** start of Text passage **

The volume, however, is so apparent in its purpose that it can only preach to
the converted.
Considering the dwindling band of Marxists and their fellow-travelers in the
arena of Indian history (since they don't control university appointments any
more), it is doubtful how many would uncork champagne bottles at the
publication of this scholastic endeavor. For the general public, the book makes
laborious reading. Even secular fundamentalists from a non-history background
would not be tempted to persevere through the Byzantine complexities of textual
and interpretational rivalries among the Turks, Arabs, Chalukyas, Rajputs, Jainas,
Shaivites, colonialists and the Hindu nationalists.
If a sahmat-type organization were to sum up Thapar's treatise in a pamphlet,
it would read something like this.
Undeniably, Mahmud of
Ghazni raided a temple at Somnath and destroyed the idol there.
Although Persian
sources extol his achievement and refer to the many infidels he killed, the
purpose of the raid was economic, perhaps even iconoclastic, but not communal.
It is even possible
that Mahmud believed the Somnath icon to be that of an early Arabic Goddess,
Manat, for Somnath might even be a bastardization of the Arabic su-manat. She
was one of the goddesses Prophet Muhammad once said could be worshipped, but
then retracted, claiming that the assertion was influenced by Satan. The
reference to Manat is contained in the so-called Satanic Verses, subsequently
deleted from the Quran.
Jaina and Sanskrit
sources, on the other hand, make only cursory references to Mahmud's repeated
raids. They don't repeat stories like Mahmud smashing the idol into smithereens
and feeding Brahmins the lime that emerged from its ruins after breaking his
promise not to destroy the lingam and confine himself only to loot. This
suggests Mahmud did not either divide society or permanently traumatize Hindus
by his actions, as "communalists" have since led us to believe. It is
immaterial that non-Muslims might have feared offending the ascendancy of
Muslim political and military prowess and dared not question such actions.
(Postscript: Alternatively, they may not have wanted to wallow in the angst of
their humiliation at the hands of the Yavanas. But
that would be a politically incorrect position to take.)
Hindu rulers
frequently raided temples for booty and there was nothing extraordinary about
Mahmud's or subsequent Muslim desecrations of Somnath. Anyway, Hindus were not
Hindus (they still aren't), but a group of people divided by caste and sub
caste residing in a place called India.

** end of Text passage **
** start of Records supplied **

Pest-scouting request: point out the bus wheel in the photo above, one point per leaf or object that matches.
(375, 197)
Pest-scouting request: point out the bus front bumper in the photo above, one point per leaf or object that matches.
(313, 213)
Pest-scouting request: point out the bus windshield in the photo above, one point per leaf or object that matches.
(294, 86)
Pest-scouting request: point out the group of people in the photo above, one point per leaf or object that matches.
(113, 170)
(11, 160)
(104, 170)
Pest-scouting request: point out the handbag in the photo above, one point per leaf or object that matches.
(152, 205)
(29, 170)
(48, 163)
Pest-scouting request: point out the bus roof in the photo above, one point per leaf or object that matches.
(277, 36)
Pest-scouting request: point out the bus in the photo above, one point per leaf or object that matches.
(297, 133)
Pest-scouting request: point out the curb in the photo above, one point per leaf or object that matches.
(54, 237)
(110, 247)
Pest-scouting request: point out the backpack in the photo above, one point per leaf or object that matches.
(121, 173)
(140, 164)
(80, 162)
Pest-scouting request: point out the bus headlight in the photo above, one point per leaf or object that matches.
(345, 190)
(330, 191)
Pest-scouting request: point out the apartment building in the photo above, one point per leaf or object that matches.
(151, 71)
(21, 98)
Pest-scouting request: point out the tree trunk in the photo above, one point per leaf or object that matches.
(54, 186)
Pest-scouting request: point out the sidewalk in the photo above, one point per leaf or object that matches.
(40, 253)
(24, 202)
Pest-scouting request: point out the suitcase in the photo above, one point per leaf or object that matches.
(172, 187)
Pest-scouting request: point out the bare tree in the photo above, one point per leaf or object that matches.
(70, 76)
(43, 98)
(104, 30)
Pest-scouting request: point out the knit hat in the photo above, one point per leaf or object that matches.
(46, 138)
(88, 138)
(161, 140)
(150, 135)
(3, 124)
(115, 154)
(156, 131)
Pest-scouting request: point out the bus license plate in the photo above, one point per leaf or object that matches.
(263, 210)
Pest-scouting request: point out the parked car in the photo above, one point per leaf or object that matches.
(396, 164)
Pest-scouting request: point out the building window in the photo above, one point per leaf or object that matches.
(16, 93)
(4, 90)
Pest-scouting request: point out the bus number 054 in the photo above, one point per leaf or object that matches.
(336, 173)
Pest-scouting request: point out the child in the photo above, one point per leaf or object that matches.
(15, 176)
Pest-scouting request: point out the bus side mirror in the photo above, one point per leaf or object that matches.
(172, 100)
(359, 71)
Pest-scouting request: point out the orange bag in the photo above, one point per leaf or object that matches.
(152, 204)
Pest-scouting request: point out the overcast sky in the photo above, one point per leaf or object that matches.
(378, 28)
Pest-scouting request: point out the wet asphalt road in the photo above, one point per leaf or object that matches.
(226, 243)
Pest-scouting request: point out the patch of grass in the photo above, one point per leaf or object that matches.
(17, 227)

** end of Records supplied **

Goal of the exercise: Continue the Somnath book review after its last sentence, in the same voice.

Written response:
The Somnath temple was
repeatedly renovated by various local rulers and the worship of the deity went
on. This is contrary to suggestions that it had been converted into a mosque.
The reconstructions were necessitated by sea spray that routinely damaged the
structure. In other words, irrespective of Mahmud's raid, the temple would have
fallen into disuse and, thus, its projection as a symbol of Islamic intolerance
of Hindu beliefs is unwarranted.
The Arabs had settled
in Sindh and Gujarat long before Mahmud's incursions and
lived in perfect harmony with Hindus. A merchant from Hormuz in the Gulf, who
engaged in the trade of horses, was actually given land by a Hindu ruler to
construct a mosque close to Somnath. This suggests there was no antagonism
between the two communities. In fact, Hindus, not uncharacteristically and in a
manner similar to their behavior today, explained the destruction of Somnath as
an inevitability in a dark age called the Kaliyuga.
The entire mischief
began with governor-general Ellenborough who premeditatedly relied on Persian
accounts of Hindu humiliation and decided to play them up to drive a wedge
between Hindus and Muslims. His efforts were challenged by Macaulay who opposed
"Linga-ism" and denounced support for obscurantism and idolatry.
Ellenborough mistakenly sought to appease Maharaja Ranjit Singh and brought
back the gates of Somnath allegedly ferried away by Mahmud, but these turned
out to be fakes.
In the 19th century,
Hindu historians and politicians paid prominence to the significance of Mahmud's raids.
While K.M. Munshi wrote emotion-charged novels, Bengali nationalists got
unnecessarily worked up over these issues. Munshi was influenced by people like
Bankim Chandra Chatterjee, Aurobindo and Vivekananda. (How terrible!)
Taking a cue from the
likes of Munshi, Gujarati leaders, including Vallabhbhai Patel, supported the
reconstruction of the temple after Independence
much to the chagrin of the secular Nehru. This was an assertion of Hindu, not
Indian, nationalism. It only helped the "communal" forces that
plotted the fall of Babri Masjid at the "supposed" Ram Janmabhoomi by
launching a mobilization drive from Somnath.
I believe I have not unfairly summarized Thapar. She is entitled to her views
and has taken pains to try and establish it through scholarship. Sadly for her,
very few will believe her.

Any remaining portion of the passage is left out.